Deaf Oppression: Social Conflict Theory


The sociological theory that resonated with me the most this week was the social conflict theory. This theory doesn’t align with my own philosophy of education, per se, because it is addressing the ills in education that I want to fix in my non-profit work. It feels like a reactive theory rather than a proactive philosophy like social reconstructivism. But, my educational philosophy was honed because I explored social conflict theory for my first time (along with the excellent readings last week from Paulo Freire and The Pedagogy of the Oppressed).

Hidden Curriculum Reinforces Social Strafing

Social conflict theory states that in our efforts to fulfill society’s needs, our students’ education is adversely affected; allowing for (and even actively supporting) social inequality “through the use of tracking and standardized testing and the impact of its ‘hidden curriculum.’ [Which] leads to learning disparities that reinforce” social strafing (Theoretical Perspectives on Education, 2010, Table 16.1). Conflict theorists focus most especially on the disparities caused by economic affluence or poverty and testing. This theory’s underlying point that education maintains and promotes social inequality is particularly applicable to my education context.

- _Challenge_
Name each practice that the quotation in the passage on social conflict theory above says education uses to allow and support social inequality.

- _Provided data_
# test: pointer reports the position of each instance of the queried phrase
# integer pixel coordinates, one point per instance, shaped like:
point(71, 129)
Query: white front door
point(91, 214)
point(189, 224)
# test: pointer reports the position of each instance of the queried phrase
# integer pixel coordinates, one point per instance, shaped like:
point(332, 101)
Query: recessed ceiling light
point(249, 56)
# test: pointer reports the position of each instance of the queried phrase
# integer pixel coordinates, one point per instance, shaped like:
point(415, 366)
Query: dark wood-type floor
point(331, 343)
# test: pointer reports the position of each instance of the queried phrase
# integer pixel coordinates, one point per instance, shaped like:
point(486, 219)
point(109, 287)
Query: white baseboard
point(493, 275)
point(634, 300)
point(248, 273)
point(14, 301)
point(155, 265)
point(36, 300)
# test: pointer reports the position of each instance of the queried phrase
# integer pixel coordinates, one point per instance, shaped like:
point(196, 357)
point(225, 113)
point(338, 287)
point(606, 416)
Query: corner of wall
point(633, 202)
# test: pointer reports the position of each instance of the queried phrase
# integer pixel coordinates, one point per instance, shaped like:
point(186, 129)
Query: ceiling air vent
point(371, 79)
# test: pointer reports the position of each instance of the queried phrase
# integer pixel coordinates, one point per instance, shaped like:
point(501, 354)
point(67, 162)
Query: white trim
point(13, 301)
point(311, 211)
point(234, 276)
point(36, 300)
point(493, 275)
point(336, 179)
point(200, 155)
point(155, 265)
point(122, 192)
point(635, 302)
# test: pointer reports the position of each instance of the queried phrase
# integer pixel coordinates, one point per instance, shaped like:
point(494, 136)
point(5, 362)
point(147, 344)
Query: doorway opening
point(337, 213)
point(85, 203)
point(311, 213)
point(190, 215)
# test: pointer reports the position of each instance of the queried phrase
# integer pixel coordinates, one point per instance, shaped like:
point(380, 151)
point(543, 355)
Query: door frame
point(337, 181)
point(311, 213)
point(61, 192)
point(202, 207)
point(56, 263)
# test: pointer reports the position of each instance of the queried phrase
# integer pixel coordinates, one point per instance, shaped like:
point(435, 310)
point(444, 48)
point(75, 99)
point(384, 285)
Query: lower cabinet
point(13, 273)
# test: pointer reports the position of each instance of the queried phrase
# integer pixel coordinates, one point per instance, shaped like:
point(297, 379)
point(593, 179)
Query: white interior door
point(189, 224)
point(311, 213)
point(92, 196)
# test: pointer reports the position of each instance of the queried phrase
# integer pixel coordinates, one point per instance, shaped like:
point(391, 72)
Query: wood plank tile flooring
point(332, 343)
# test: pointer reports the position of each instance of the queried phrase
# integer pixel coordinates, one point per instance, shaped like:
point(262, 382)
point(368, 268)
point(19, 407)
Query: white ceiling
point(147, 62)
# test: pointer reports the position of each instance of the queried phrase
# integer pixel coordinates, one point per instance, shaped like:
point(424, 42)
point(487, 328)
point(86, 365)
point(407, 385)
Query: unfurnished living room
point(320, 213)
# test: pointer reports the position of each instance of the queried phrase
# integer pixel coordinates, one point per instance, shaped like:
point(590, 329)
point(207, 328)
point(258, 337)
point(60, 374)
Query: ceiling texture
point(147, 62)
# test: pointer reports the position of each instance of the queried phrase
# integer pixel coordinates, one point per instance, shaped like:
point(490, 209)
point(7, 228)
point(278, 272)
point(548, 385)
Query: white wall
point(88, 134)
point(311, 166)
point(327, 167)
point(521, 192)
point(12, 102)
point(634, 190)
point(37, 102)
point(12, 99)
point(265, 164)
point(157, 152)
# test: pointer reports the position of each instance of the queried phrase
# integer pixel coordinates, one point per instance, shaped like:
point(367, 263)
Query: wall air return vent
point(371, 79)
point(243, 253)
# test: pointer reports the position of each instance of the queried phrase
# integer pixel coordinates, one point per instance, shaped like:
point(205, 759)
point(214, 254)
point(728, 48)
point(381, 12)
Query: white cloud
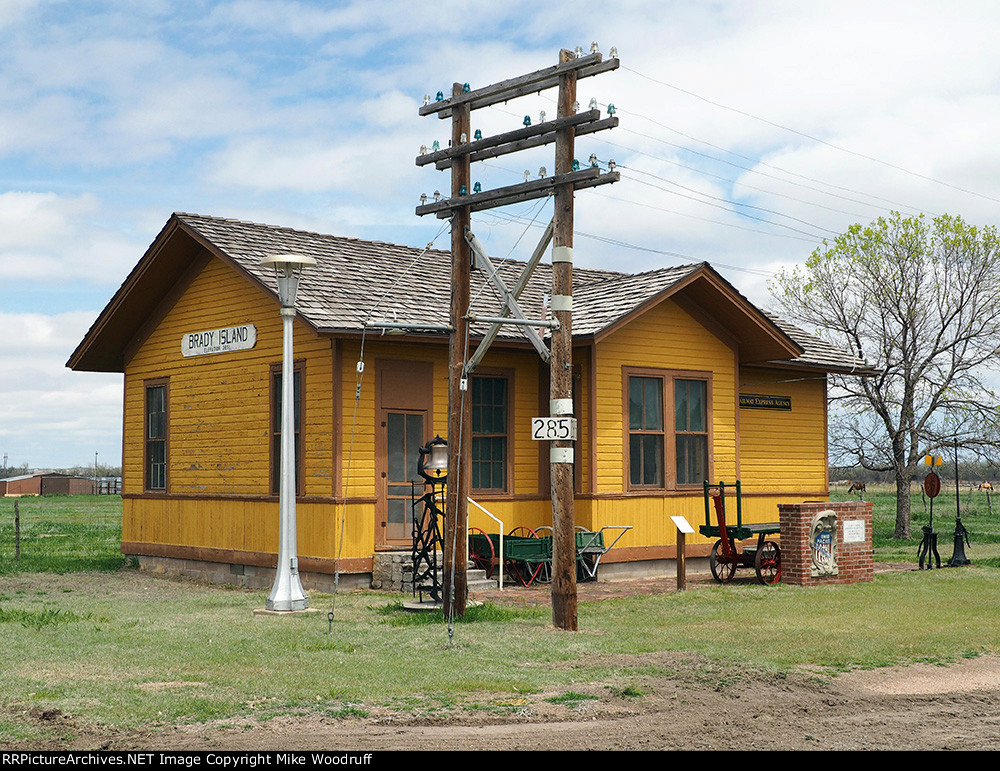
point(50, 416)
point(57, 239)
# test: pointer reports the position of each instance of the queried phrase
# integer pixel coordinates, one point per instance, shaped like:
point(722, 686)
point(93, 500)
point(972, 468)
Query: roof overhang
point(718, 306)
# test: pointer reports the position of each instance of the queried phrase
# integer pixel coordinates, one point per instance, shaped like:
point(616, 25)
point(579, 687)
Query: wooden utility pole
point(563, 131)
point(459, 397)
point(561, 367)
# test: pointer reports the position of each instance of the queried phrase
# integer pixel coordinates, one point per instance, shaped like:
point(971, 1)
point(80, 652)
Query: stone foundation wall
point(393, 571)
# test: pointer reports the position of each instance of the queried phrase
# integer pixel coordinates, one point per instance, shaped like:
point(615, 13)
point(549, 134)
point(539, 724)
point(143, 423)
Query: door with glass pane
point(403, 409)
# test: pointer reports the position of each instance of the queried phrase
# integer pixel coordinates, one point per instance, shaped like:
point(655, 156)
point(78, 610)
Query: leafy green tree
point(919, 301)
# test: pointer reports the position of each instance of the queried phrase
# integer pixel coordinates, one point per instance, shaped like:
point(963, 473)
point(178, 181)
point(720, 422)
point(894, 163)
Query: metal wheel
point(768, 563)
point(481, 550)
point(523, 572)
point(722, 571)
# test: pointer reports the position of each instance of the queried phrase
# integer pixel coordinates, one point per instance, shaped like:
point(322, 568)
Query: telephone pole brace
point(458, 157)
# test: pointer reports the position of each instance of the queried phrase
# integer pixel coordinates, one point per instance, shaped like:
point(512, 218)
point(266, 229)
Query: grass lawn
point(92, 638)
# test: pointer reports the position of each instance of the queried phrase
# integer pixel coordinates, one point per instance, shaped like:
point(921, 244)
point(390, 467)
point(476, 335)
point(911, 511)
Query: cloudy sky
point(750, 131)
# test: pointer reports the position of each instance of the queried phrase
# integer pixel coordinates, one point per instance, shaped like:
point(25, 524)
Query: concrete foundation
point(247, 575)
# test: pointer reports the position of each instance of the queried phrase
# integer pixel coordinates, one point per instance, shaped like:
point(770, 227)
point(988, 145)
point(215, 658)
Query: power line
point(812, 138)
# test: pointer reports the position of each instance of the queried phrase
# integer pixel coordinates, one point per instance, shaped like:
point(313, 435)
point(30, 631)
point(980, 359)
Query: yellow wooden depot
point(199, 432)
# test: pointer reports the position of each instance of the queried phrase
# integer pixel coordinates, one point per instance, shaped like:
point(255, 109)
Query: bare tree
point(920, 302)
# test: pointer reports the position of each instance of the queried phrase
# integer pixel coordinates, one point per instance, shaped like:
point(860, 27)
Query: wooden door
point(403, 426)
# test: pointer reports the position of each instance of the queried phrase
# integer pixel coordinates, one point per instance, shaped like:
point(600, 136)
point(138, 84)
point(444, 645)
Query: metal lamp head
point(288, 269)
point(433, 462)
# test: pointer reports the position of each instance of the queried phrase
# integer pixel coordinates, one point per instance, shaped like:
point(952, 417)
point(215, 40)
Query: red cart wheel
point(768, 563)
point(722, 569)
point(523, 572)
point(481, 550)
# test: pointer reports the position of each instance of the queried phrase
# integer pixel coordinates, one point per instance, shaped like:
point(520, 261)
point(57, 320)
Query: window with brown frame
point(155, 438)
point(276, 429)
point(691, 430)
point(662, 452)
point(489, 433)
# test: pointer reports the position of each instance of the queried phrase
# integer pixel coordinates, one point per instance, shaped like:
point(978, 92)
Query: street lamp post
point(287, 594)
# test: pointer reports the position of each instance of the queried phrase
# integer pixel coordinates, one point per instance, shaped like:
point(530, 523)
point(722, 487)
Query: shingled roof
point(356, 282)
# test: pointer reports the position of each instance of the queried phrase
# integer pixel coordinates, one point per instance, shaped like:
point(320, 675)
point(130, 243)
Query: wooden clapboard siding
point(798, 462)
point(664, 338)
point(219, 445)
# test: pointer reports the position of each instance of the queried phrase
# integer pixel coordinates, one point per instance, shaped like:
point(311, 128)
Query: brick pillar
point(852, 550)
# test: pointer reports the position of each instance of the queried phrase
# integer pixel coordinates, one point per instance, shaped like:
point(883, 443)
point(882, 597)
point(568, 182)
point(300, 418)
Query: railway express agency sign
point(239, 338)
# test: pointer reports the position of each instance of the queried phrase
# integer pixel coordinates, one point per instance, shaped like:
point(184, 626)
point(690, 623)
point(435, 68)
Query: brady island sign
point(242, 337)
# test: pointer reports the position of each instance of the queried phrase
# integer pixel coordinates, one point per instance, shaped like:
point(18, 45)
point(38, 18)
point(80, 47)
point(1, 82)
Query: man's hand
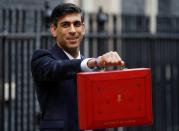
point(111, 58)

- _Task output_
- Tracking
- Standardized testing
- The impact of its "hidden curriculum"